> [THE PROBLEM]:
Copy out every line in the entries below that contains the string "road", matching case exactly.

Records from a collection
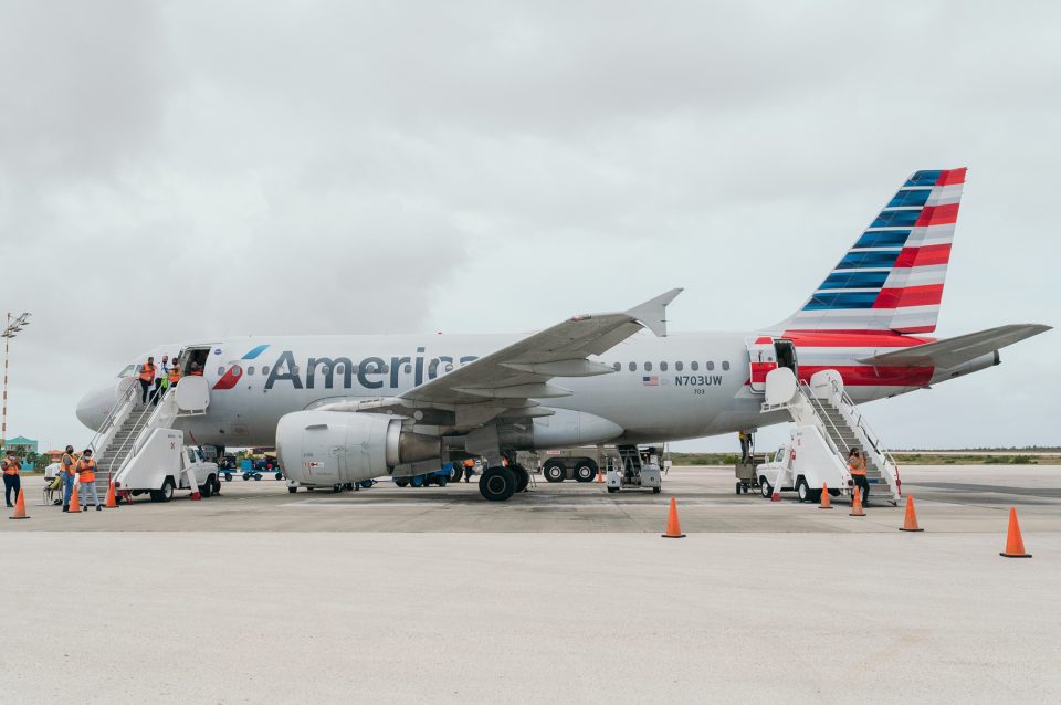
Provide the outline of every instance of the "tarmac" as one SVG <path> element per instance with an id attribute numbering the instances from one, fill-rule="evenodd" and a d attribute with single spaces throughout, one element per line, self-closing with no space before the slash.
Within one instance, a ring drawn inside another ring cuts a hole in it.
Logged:
<path id="1" fill-rule="evenodd" d="M 1061 467 L 904 467 L 922 534 L 732 472 L 504 504 L 235 480 L 81 515 L 29 477 L 31 518 L 0 519 L 0 701 L 1061 701 Z M 659 537 L 671 496 L 687 538 Z M 1010 506 L 1031 559 L 998 555 Z"/>

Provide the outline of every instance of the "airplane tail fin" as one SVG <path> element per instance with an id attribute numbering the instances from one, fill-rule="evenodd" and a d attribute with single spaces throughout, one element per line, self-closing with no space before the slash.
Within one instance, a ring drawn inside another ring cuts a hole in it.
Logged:
<path id="1" fill-rule="evenodd" d="M 784 328 L 935 330 L 965 171 L 915 171 Z"/>

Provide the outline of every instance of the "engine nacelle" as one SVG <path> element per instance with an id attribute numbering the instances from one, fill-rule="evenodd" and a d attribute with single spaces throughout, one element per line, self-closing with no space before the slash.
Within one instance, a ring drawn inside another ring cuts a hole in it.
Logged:
<path id="1" fill-rule="evenodd" d="M 296 411 L 276 424 L 280 464 L 290 480 L 303 484 L 360 482 L 441 455 L 441 439 L 406 431 L 395 417 Z"/>

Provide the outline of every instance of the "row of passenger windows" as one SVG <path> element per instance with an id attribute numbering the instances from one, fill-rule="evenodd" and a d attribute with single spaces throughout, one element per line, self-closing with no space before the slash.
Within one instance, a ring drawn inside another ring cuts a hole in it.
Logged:
<path id="1" fill-rule="evenodd" d="M 645 372 L 651 372 L 651 371 L 652 371 L 652 362 L 642 362 L 642 366 L 643 366 L 643 369 L 644 369 Z M 614 369 L 614 370 L 618 372 L 619 370 L 622 369 L 622 362 L 616 362 L 616 364 L 613 364 L 611 367 L 612 367 L 612 369 Z M 637 371 L 638 371 L 638 364 L 637 364 L 637 362 L 630 362 L 630 365 L 629 365 L 628 367 L 629 367 L 629 369 L 630 369 L 631 372 L 637 372 Z M 659 369 L 660 369 L 661 372 L 665 372 L 665 371 L 669 369 L 668 362 L 660 362 L 660 368 L 659 368 Z M 685 362 L 681 362 L 681 361 L 674 362 L 674 371 L 675 371 L 675 372 L 681 372 L 681 371 L 683 371 L 684 369 L 685 369 Z M 695 360 L 692 361 L 692 362 L 690 362 L 690 364 L 689 364 L 689 369 L 691 369 L 691 370 L 694 371 L 694 372 L 698 371 L 698 370 L 700 370 L 700 362 L 697 362 L 697 361 L 695 361 Z M 712 361 L 704 362 L 704 369 L 707 370 L 708 372 L 714 371 L 714 369 L 715 369 L 715 362 L 714 362 L 713 360 L 712 360 Z M 729 361 L 728 361 L 728 360 L 723 360 L 723 362 L 722 362 L 722 369 L 725 370 L 725 371 L 728 371 L 728 370 L 729 370 Z"/>

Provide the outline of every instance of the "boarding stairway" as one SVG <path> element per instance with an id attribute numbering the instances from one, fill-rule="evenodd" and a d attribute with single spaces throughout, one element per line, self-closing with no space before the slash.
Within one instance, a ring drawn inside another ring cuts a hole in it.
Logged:
<path id="1" fill-rule="evenodd" d="M 190 389 L 192 386 L 204 385 L 201 377 L 186 379 L 192 380 L 185 385 L 187 392 L 193 391 Z M 206 413 L 206 403 L 197 402 L 190 407 L 181 403 L 177 393 L 179 388 L 180 385 L 165 393 L 157 404 L 153 404 L 150 397 L 147 403 L 143 402 L 143 390 L 135 379 L 123 381 L 123 386 L 118 388 L 117 401 L 88 443 L 96 459 L 96 491 L 101 502 L 112 481 L 129 464 L 154 431 L 172 428 L 178 418 Z M 179 396 L 186 399 L 200 398 L 202 393 Z"/>
<path id="2" fill-rule="evenodd" d="M 858 448 L 865 459 L 870 501 L 883 499 L 893 506 L 899 504 L 902 495 L 899 465 L 844 391 L 839 372 L 816 372 L 808 383 L 796 380 L 792 371 L 782 367 L 773 370 L 766 383 L 767 399 L 761 408 L 764 413 L 784 409 L 796 424 L 817 427 L 830 450 L 843 463 L 847 463 L 851 449 Z"/>

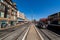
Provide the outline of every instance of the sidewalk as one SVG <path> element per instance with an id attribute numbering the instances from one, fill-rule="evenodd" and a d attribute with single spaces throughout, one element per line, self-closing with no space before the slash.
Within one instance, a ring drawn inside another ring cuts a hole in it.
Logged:
<path id="1" fill-rule="evenodd" d="M 10 28 L 15 28 L 15 27 L 18 27 L 20 25 L 23 25 L 25 23 L 22 23 L 22 24 L 17 24 L 16 26 L 11 26 L 11 27 L 8 27 L 8 28 L 0 28 L 0 30 L 6 30 L 6 29 L 10 29 Z"/>
<path id="2" fill-rule="evenodd" d="M 26 40 L 41 40 L 34 27 L 34 25 L 31 25 Z"/>

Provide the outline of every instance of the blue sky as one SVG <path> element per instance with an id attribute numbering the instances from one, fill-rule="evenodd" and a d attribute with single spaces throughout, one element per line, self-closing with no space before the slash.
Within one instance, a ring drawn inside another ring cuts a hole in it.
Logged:
<path id="1" fill-rule="evenodd" d="M 60 0 L 13 0 L 28 19 L 39 20 L 60 11 Z"/>

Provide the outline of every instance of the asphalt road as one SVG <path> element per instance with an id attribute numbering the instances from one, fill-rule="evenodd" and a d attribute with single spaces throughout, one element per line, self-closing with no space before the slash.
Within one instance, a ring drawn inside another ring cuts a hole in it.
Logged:
<path id="1" fill-rule="evenodd" d="M 29 27 L 28 24 L 21 25 L 16 28 L 7 29 L 7 30 L 0 30 L 0 40 L 15 40 L 18 39 L 18 37 L 26 31 L 26 29 Z"/>

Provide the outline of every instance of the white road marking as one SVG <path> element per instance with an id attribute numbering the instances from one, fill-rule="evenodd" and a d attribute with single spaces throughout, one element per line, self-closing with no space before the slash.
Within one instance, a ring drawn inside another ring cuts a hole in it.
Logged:
<path id="1" fill-rule="evenodd" d="M 29 27 L 30 28 L 30 27 Z M 25 40 L 27 34 L 28 34 L 28 31 L 29 31 L 29 28 L 27 29 L 27 32 L 25 33 L 24 37 L 22 38 L 22 40 Z"/>
<path id="2" fill-rule="evenodd" d="M 37 28 L 35 27 L 35 29 L 36 29 L 36 31 L 37 31 L 37 33 L 38 33 L 38 35 L 40 36 L 40 38 L 42 39 L 42 40 L 44 40 L 44 38 L 42 37 L 42 35 L 39 33 L 39 31 L 37 30 Z"/>

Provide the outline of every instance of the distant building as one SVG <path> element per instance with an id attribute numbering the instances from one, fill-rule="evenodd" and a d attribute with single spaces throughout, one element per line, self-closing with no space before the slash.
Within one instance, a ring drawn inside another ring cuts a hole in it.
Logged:
<path id="1" fill-rule="evenodd" d="M 5 24 L 15 25 L 16 21 L 16 3 L 12 2 L 12 0 L 0 0 L 0 28 L 3 28 Z"/>
<path id="2" fill-rule="evenodd" d="M 17 12 L 17 21 L 18 22 L 24 22 L 24 21 L 27 21 L 27 18 L 26 16 L 24 15 L 24 13 L 18 11 Z"/>
<path id="3" fill-rule="evenodd" d="M 50 24 L 60 24 L 60 12 L 48 16 Z"/>

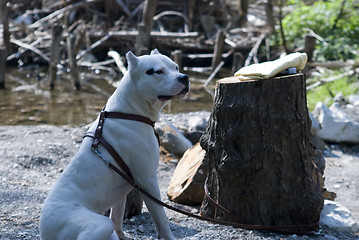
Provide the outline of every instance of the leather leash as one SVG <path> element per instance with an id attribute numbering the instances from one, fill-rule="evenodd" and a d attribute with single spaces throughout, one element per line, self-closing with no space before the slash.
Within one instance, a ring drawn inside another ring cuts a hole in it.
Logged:
<path id="1" fill-rule="evenodd" d="M 181 209 L 178 209 L 176 207 L 173 207 L 171 205 L 168 205 L 161 200 L 155 198 L 150 193 L 145 191 L 141 186 L 139 186 L 135 180 L 133 179 L 133 176 L 131 174 L 130 169 L 127 167 L 126 163 L 123 161 L 121 156 L 117 153 L 117 151 L 111 146 L 110 143 L 106 141 L 106 139 L 102 136 L 102 130 L 105 123 L 106 118 L 115 118 L 115 119 L 124 119 L 124 120 L 132 120 L 132 121 L 138 121 L 145 124 L 148 124 L 154 128 L 155 122 L 153 122 L 151 119 L 146 118 L 144 116 L 136 115 L 136 114 L 127 114 L 127 113 L 121 113 L 121 112 L 107 112 L 103 110 L 100 113 L 99 122 L 96 127 L 95 133 L 86 133 L 84 137 L 91 137 L 93 138 L 93 142 L 91 145 L 91 149 L 94 153 L 96 153 L 104 162 L 105 164 L 114 170 L 117 174 L 119 174 L 126 182 L 128 182 L 134 189 L 141 192 L 143 195 L 154 201 L 155 203 L 166 207 L 170 210 L 173 210 L 175 212 L 187 215 L 189 217 L 193 217 L 199 220 L 204 220 L 208 222 L 212 222 L 215 224 L 221 224 L 226 226 L 232 226 L 232 227 L 238 227 L 238 228 L 244 228 L 244 229 L 253 229 L 253 230 L 271 230 L 271 231 L 279 231 L 279 232 L 287 232 L 287 233 L 299 233 L 299 234 L 308 234 L 312 232 L 313 228 L 318 227 L 318 222 L 312 223 L 312 224 L 301 224 L 301 225 L 287 225 L 287 226 L 264 226 L 264 225 L 257 225 L 257 224 L 248 224 L 241 218 L 237 217 L 218 203 L 210 196 L 207 188 L 207 179 L 204 184 L 204 190 L 205 190 L 205 196 L 209 200 L 210 203 L 212 203 L 215 207 L 220 208 L 224 213 L 231 216 L 232 218 L 236 219 L 240 223 L 236 222 L 229 222 L 224 220 L 218 220 L 210 217 L 204 217 L 200 215 L 196 215 Z M 153 129 L 154 130 L 154 129 Z M 159 143 L 159 137 L 157 133 L 154 130 L 154 134 L 157 137 L 158 143 Z M 98 150 L 98 146 L 101 144 L 112 156 L 112 158 L 116 161 L 116 163 L 120 166 L 122 171 L 117 168 L 115 165 L 111 163 L 108 159 L 106 159 Z M 307 230 L 305 230 L 307 228 Z"/>

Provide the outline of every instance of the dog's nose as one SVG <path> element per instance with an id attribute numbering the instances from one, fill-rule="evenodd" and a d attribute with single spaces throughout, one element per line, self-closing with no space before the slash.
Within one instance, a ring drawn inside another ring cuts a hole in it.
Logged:
<path id="1" fill-rule="evenodd" d="M 181 74 L 179 77 L 178 77 L 178 81 L 180 83 L 182 83 L 186 88 L 189 87 L 189 80 L 188 80 L 188 76 L 186 74 Z"/>

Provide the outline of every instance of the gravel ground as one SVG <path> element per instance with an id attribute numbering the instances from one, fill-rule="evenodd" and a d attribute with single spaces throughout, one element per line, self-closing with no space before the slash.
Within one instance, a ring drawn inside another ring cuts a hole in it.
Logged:
<path id="1" fill-rule="evenodd" d="M 0 239 L 39 239 L 42 203 L 59 174 L 80 146 L 85 127 L 2 126 L 0 127 Z M 335 191 L 337 201 L 359 219 L 359 154 L 356 147 L 331 146 L 325 152 L 326 187 Z M 162 199 L 176 161 L 161 162 L 159 181 Z M 198 207 L 182 206 L 198 213 Z M 359 239 L 359 233 L 341 233 L 322 228 L 312 235 L 282 235 L 214 225 L 166 210 L 177 239 Z M 134 239 L 156 239 L 146 208 L 125 220 L 125 231 Z"/>

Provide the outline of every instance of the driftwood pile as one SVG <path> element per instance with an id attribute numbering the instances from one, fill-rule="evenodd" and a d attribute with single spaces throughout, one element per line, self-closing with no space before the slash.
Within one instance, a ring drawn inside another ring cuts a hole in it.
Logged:
<path id="1" fill-rule="evenodd" d="M 224 0 L 5 0 L 0 56 L 7 64 L 50 66 L 51 87 L 59 70 L 71 69 L 76 88 L 78 67 L 117 71 L 109 50 L 124 56 L 129 50 L 143 54 L 158 48 L 180 66 L 215 75 L 228 60 L 234 59 L 237 68 L 243 65 L 248 53 L 247 62 L 256 61 L 270 32 L 265 7 Z M 260 26 L 247 24 L 248 9 L 262 18 Z"/>

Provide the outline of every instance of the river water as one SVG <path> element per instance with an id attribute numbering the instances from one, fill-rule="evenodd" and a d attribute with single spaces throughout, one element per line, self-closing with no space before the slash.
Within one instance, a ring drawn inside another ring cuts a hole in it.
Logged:
<path id="1" fill-rule="evenodd" d="M 164 108 L 165 113 L 211 111 L 214 80 L 203 88 L 207 76 L 190 75 L 191 91 Z M 112 77 L 113 78 L 113 77 Z M 120 78 L 120 77 L 118 77 Z M 0 125 L 81 125 L 92 122 L 115 90 L 111 76 L 83 72 L 82 89 L 73 89 L 69 74 L 59 74 L 50 90 L 46 69 L 7 70 L 0 89 Z"/>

> [REPLY]:
Provide the outline of every instance of the asphalt road as one SVG <path> element per instance with an id attribute numbering the instances from one, fill-rule="evenodd" and a d attribute with single spaces throughout, one element per line, self-closing with no space before the slash.
Provide the outline of every instance of the white road marking as one SVG <path> element per instance with an id attribute numbering the instances from one, fill-rule="evenodd" and a d attribute with single spaces throughout, one element per line, self-closing with no space before the slash.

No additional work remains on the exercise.